* **Exercise objective**
Turn every item below into a numbered list, omitting any blank lines.
--- start Provided information ---
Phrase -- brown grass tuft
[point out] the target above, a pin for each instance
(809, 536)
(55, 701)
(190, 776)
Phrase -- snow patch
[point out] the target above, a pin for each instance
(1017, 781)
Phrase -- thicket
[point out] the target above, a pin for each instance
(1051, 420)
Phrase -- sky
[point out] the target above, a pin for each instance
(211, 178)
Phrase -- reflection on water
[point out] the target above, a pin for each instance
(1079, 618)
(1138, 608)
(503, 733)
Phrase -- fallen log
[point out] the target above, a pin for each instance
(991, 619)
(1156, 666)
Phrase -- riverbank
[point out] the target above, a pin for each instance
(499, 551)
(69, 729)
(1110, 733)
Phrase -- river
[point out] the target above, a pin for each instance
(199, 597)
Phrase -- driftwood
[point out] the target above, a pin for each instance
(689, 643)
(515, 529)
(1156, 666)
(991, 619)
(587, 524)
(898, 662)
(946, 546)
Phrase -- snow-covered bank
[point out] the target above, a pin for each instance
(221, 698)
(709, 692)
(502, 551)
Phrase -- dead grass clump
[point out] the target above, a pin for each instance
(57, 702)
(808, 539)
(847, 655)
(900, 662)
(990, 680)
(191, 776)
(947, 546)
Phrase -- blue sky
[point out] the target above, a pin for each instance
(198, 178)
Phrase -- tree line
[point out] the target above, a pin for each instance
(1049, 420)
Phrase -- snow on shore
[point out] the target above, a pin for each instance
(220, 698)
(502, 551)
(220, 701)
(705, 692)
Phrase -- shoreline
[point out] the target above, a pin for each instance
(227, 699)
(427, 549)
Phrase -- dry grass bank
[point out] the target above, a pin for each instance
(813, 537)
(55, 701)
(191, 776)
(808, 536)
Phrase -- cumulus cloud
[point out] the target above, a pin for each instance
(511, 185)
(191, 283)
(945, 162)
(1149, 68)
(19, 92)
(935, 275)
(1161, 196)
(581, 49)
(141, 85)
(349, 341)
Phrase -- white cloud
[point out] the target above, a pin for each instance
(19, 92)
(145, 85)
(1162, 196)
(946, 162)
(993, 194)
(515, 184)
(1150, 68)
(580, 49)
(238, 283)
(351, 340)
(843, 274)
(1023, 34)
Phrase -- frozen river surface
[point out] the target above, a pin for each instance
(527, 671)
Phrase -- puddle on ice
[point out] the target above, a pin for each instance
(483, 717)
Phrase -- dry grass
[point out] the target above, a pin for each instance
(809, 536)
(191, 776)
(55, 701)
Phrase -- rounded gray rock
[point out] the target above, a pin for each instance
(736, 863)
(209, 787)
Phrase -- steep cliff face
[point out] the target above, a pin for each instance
--- end Provided information ---
* **Finished exercise**
1. Phrase -- brown grass tuft
2. [point out] the target above, a pin for each instance
3. (809, 536)
4. (55, 701)
5. (190, 776)
6. Phrase -- snow patch
7. [point out] the target above, a pin for each instance
8. (1017, 781)
9. Phrase -- thicket
10. [point out] the target above, a pin for each instance
11. (1051, 420)
12. Phrase -- sky
13. [point out] the target above, a pin for each instance
14. (211, 178)
15. Phrase -- reflection on water
16. [point out] the target above, a pin for each instance
17. (1079, 618)
18. (1138, 608)
19. (503, 733)
20. Phrase -- fallen log
21. [point out] the target above, a pin for each instance
22. (991, 619)
23. (1156, 666)
24. Phrase -- riverbank
25. [point out] the target above, a pin for each instance
26. (499, 551)
27. (69, 729)
28. (1110, 733)
29. Phrase -- river
30. [point out] the target above, a pin for each instance
31. (199, 597)
32. Phrase -- driftwood
33. [point out] the target above, a pin for each instance
34. (689, 643)
35. (515, 529)
36. (1156, 666)
37. (991, 619)
38. (587, 524)
39. (898, 662)
40. (946, 546)
41. Phrase -- snow-covered bank
42. [point out] the target above, a pin for each instance
43. (221, 698)
44. (709, 692)
45. (502, 551)
46. Phrase -- dead grass clump
47. [point out] the target above, a pin for each instance
48. (57, 702)
49. (808, 539)
50. (847, 655)
51. (900, 662)
52. (990, 680)
53. (191, 776)
54. (947, 546)
55. Phrase -- blue sky
56. [point out] the target above, a pin for each instance
57. (198, 178)
58. Phrase -- tree line
59. [point out] the target above, a pin for each instance
60. (1049, 420)
61. Phrase -- snow on shore
62. [point out] the target above, a pin for each instance
63. (220, 698)
64. (502, 551)
65. (220, 701)
66. (705, 692)
67. Phrase -- shoreline
68. [point out] the target above, a pin for each instance
69. (227, 699)
70. (427, 549)
71. Phrase -- dry grass bank
72. [point out] the target above, a pin for each instance
73. (813, 537)
74. (55, 701)
75. (191, 776)
76. (808, 536)
77. Phrase -- cumulus cloud
78. [point out] the target above, a pin for each instance
79. (511, 185)
80. (191, 283)
81. (945, 162)
82. (1149, 68)
83. (19, 92)
84. (935, 275)
85. (1161, 196)
86. (581, 49)
87. (141, 85)
88. (349, 341)
89. Phrase -- white cloud
90. [point out] the target above, a pin for each instance
91. (19, 92)
92. (145, 85)
93. (1162, 196)
94. (946, 162)
95. (993, 194)
96. (515, 184)
97. (1150, 68)
98. (580, 49)
99. (238, 283)
100. (351, 340)
101. (843, 274)
102. (1023, 34)
103. Phrase -- frozen river surface
104. [point out] the target above, a pin for each instance
105. (527, 671)
106. Phrase -- puddle on ice
107. [point out] the target above, a pin for each instance
108. (483, 717)
109. Phrase -- dry grass
110. [point out] the target above, a pin for each instance
111. (809, 536)
112. (191, 776)
113. (55, 701)
114. Phrase -- rounded gray rock
115. [point out] the target above, a pin for each instance
116. (736, 863)
117. (209, 787)
118. Phrase -- steep cliff face
119. [point out] the target above, a pin for each instance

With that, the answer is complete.